=== Passage provided ===
══════════════════════════════
Chinese-American mathematician

Paul Tseng (曾匀) was a Taiwanese-born American-Canadian applied mathematician and a professor at the Department of Mathematics at the University of Washington, in Seattle, Washington. Tseng was recognized by his peers to be one of the leading optimization researchers of his generation. On August 13, 2009, Paul Tseng went missing while kayaking in the Jinsha River in the Yunnan province of China and is presumed dead.

== Biography ==
Tseng was born September 21, 1959, in Hsinchu, Taiwan. In December 1970, Tseng's family moved to Vancouver, British Columbia. Tseng received his B.Sc. from Queen's University in 1981 and his Ph.D. from Massachusetts Institute of Technology in 1986. In 1990 Tseng moved to the University of Washington's Department of Mathematics. Tseng has conducted research primarily in continuous optimization and secondarily in discrete optimization and distributed computation.

== Research ==
Tseng made many contributions to mathematical optimization, publishing many articles and helping to develop quality software that has been widely used.
He published over 120 papers in optimization and had close collaborations with several colleagues, including Dimitri Bertsekas and Zhi-Quan Tom Luo.

Tseng's research subjects include:
- Efficient algorithms for structured convex programs and network flow problems,
- Complexity analysis of interior point methods for linear programming,
- Parallel and distributed computing,
- Error bounds and convergence analysis of iterative algorithms for optimization problems and variational inequalities,
- Interior point methods and semidefinite relaxations for hard quadratic and matrix optimization problems, and
- Applications of large scale optimization techniques in signal processing and machine learning.
══════════════════════════════
=== Parts of the exercise ===
a - According to the Paul Tseng article, in what city and country was Tseng born?
b - Transcribe the Paul Tseng article starting at "Chinese-American mathematician" and ending at "is presumed dead.".
The records that come next aren't needed for this work.

(Dataset entries)
══════════════════════════════
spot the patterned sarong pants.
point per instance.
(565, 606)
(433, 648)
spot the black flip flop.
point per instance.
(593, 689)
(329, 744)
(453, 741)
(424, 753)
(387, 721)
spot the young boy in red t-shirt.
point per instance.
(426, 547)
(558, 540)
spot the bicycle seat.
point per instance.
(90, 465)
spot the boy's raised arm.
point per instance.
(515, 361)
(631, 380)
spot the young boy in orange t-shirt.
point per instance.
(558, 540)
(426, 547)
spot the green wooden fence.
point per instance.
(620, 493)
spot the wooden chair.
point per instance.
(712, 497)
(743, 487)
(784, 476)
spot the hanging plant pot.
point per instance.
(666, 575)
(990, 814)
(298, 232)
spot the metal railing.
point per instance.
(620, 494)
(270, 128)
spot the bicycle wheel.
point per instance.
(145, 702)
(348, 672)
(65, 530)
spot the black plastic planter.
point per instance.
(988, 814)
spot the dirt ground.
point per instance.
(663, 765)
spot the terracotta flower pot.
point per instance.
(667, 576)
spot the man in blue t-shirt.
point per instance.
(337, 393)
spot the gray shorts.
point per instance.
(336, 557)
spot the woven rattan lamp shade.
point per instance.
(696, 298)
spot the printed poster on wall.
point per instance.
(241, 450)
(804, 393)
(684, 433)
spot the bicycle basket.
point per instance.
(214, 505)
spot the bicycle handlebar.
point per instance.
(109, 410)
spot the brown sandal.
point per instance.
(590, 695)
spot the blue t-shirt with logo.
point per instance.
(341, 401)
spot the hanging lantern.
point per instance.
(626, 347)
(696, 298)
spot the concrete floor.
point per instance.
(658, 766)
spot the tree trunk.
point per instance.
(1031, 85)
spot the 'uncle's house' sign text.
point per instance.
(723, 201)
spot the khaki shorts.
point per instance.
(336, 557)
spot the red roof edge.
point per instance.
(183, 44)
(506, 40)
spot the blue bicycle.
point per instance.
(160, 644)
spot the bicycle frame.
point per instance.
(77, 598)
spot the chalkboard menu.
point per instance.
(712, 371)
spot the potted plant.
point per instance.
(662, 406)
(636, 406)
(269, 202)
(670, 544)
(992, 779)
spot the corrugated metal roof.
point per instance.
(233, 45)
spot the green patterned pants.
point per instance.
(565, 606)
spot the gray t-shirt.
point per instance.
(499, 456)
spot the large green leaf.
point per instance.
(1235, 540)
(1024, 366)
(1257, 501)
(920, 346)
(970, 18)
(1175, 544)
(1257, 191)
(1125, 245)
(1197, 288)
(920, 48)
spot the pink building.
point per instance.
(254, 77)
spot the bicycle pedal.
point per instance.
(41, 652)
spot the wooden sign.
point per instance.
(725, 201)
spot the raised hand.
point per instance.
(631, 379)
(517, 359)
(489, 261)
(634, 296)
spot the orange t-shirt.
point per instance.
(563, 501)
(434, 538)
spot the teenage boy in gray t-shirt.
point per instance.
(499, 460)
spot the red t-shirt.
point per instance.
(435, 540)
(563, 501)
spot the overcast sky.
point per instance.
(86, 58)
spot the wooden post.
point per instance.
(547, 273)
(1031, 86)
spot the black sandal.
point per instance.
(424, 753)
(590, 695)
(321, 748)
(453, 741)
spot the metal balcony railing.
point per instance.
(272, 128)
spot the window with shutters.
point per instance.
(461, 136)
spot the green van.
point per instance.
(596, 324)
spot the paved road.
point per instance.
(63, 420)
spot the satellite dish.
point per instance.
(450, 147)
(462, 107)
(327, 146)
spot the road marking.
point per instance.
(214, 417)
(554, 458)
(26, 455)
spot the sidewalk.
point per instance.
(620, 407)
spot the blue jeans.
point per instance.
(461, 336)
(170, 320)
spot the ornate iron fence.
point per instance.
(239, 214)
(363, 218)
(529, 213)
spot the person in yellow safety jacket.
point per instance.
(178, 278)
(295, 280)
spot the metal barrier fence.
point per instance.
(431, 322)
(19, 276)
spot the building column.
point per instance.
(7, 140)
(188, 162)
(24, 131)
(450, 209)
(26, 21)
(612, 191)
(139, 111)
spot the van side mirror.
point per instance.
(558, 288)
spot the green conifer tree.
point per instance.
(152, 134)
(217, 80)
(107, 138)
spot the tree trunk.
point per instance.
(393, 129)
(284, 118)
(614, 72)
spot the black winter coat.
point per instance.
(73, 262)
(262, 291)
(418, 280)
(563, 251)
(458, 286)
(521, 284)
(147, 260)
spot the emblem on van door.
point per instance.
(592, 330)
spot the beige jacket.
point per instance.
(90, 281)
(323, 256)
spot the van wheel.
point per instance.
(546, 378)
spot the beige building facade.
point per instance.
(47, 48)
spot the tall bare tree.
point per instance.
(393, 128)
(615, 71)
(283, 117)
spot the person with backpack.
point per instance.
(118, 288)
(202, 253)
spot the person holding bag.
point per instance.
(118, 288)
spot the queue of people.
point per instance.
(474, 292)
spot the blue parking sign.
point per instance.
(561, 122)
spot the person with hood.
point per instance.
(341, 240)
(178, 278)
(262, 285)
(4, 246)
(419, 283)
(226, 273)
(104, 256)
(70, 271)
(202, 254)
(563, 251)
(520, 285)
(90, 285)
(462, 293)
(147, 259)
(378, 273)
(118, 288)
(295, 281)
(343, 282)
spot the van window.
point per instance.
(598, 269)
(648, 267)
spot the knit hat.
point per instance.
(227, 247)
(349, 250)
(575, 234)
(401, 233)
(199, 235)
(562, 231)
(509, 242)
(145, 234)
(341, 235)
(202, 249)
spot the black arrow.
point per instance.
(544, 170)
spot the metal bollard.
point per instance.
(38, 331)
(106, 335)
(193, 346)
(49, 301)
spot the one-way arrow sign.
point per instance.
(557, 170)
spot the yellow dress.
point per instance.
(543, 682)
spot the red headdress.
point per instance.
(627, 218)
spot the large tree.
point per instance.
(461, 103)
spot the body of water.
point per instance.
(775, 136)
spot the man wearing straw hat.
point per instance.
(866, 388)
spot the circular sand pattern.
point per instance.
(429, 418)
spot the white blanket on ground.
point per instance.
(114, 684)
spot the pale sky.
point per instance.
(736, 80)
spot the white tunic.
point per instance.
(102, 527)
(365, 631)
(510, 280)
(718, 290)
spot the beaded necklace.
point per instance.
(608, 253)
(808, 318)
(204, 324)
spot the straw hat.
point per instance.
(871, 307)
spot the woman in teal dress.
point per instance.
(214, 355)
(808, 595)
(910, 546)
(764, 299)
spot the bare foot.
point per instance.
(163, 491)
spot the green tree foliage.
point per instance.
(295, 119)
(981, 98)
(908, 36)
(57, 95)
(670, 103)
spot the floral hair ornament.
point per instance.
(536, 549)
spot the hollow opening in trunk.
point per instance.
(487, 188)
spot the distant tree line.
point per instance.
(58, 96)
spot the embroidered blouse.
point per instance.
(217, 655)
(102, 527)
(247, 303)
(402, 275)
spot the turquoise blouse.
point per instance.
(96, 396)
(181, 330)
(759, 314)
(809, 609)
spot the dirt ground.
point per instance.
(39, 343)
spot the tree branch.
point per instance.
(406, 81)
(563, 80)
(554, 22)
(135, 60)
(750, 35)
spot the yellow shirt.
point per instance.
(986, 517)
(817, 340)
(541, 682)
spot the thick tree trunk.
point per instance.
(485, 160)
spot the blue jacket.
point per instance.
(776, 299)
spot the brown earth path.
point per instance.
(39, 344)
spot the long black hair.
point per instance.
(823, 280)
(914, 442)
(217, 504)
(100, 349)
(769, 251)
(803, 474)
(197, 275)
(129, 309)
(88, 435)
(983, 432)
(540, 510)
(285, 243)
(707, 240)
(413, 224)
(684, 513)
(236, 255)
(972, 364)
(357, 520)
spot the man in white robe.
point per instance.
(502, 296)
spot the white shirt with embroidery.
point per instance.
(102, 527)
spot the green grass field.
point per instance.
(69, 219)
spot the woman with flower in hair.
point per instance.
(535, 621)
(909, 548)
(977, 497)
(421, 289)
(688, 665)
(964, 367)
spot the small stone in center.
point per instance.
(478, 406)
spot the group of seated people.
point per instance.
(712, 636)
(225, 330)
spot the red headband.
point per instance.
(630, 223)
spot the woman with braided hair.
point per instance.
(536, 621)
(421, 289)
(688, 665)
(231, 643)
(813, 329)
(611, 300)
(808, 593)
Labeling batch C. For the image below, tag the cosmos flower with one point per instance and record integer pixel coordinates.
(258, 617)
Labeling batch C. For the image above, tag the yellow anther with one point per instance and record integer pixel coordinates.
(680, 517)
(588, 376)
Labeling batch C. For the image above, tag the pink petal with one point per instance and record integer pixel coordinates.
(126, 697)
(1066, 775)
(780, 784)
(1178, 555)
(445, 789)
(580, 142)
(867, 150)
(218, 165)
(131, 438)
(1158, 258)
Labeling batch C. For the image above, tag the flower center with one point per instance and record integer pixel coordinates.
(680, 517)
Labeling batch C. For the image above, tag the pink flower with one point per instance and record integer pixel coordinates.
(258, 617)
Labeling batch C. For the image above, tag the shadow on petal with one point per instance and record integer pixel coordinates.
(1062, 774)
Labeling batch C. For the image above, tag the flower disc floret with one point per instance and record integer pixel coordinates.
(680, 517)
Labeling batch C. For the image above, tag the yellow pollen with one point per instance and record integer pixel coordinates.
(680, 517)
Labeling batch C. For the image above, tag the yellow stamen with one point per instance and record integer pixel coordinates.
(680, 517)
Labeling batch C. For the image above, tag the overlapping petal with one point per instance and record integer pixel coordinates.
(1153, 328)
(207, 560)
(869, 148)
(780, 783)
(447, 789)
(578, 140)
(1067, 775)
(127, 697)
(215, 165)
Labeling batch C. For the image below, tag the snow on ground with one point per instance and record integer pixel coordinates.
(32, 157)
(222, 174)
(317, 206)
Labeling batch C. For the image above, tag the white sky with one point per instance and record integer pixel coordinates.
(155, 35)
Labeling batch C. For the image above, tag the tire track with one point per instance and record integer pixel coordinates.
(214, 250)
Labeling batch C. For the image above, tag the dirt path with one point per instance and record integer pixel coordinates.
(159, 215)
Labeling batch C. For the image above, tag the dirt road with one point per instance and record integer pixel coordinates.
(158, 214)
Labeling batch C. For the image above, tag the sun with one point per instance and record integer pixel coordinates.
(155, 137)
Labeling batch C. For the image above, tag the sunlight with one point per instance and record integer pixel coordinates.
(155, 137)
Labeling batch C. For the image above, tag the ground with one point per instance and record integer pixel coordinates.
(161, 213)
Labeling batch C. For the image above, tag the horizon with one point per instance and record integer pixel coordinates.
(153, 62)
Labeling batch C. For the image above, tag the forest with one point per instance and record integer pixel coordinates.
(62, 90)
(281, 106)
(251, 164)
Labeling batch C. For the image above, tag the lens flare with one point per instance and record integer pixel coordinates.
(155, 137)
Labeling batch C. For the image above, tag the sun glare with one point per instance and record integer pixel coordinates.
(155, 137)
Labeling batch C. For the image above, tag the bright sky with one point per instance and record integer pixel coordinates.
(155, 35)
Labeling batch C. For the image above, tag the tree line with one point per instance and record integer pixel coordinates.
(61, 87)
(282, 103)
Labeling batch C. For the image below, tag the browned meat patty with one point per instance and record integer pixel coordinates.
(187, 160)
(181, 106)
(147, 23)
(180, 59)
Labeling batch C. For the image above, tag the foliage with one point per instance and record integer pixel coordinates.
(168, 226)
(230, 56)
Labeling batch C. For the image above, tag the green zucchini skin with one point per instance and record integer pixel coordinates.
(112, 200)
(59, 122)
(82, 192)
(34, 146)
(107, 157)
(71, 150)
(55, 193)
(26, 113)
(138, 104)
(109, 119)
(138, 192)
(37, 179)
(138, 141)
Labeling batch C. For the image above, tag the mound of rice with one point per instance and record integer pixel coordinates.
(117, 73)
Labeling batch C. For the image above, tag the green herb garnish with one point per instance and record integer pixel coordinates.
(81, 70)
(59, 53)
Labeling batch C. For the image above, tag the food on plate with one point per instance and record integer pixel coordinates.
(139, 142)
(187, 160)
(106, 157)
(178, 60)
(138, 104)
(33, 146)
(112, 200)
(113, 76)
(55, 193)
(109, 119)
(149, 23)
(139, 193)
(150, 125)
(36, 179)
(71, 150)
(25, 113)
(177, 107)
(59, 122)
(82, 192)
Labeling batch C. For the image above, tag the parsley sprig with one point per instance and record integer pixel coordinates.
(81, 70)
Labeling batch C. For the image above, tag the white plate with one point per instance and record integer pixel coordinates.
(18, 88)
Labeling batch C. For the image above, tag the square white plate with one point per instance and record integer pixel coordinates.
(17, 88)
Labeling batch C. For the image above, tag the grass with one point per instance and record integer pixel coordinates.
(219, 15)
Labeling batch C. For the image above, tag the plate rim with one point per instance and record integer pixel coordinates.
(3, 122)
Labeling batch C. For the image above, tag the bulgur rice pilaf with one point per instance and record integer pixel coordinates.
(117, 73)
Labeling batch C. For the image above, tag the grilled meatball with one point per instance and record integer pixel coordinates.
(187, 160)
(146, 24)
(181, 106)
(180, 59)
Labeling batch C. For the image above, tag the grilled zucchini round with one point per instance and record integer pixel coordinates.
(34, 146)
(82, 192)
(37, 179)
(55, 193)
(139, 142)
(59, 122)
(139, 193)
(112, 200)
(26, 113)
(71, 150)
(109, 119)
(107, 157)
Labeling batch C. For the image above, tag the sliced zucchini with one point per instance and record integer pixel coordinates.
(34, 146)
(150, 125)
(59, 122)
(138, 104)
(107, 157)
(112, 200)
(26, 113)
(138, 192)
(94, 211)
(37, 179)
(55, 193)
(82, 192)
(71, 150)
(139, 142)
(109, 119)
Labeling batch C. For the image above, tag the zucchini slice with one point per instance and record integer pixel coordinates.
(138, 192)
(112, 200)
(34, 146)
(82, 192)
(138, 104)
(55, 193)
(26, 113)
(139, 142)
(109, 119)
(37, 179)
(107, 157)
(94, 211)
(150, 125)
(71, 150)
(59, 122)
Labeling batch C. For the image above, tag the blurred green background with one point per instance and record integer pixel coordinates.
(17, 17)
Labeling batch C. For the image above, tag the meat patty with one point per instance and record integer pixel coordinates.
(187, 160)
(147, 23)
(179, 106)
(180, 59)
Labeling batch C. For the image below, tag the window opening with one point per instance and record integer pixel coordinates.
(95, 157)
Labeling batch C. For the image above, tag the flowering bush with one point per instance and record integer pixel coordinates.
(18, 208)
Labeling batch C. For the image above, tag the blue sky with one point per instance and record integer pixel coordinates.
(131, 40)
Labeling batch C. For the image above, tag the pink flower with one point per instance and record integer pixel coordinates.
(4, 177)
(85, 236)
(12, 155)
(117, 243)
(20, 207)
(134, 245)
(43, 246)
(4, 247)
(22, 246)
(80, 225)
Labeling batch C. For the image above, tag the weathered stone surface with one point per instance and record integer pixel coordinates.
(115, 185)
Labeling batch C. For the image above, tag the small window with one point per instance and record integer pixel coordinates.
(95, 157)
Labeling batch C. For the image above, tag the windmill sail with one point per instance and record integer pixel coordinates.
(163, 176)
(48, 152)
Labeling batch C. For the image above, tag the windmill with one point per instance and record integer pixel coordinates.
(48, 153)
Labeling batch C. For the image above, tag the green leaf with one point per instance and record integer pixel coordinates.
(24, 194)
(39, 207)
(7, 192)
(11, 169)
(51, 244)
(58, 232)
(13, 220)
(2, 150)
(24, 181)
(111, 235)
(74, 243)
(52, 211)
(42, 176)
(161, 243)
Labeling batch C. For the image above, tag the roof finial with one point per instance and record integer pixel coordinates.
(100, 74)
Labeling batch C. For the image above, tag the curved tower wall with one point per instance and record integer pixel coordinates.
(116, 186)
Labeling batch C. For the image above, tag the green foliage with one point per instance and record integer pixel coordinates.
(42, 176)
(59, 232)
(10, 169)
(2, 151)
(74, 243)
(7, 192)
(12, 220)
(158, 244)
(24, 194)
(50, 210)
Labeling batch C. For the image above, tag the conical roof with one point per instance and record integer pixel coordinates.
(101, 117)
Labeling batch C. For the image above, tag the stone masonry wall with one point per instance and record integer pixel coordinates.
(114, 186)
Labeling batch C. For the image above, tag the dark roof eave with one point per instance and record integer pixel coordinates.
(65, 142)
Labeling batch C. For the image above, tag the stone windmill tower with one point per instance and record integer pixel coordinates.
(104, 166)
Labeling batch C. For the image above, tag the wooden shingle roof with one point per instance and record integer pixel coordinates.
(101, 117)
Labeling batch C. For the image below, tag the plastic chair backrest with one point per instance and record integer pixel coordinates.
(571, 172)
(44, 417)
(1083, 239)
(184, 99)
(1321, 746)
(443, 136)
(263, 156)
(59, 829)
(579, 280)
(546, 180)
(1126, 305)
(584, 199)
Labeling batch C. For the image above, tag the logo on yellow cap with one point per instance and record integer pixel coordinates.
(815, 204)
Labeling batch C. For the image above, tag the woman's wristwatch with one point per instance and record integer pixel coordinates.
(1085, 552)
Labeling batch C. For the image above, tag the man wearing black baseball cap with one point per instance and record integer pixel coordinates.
══════════════════════════════
=== Solved tasks ===
a - Hsinchu, Taiwan

b -
Chinese-American mathematician

Paul Tseng (曾匀) was a Taiwanese-born American-Canadian applied mathematician and a professor at the Department of Mathematics at the University of Washington, in Seattle, Washington. Tseng was recognized by his peers to be one of the leading optimization researchers of his generation. On August 13, 2009, Paul Tseng went missing while kayaking in the Jinsha River in the Yunnan province of China and is presumed dead.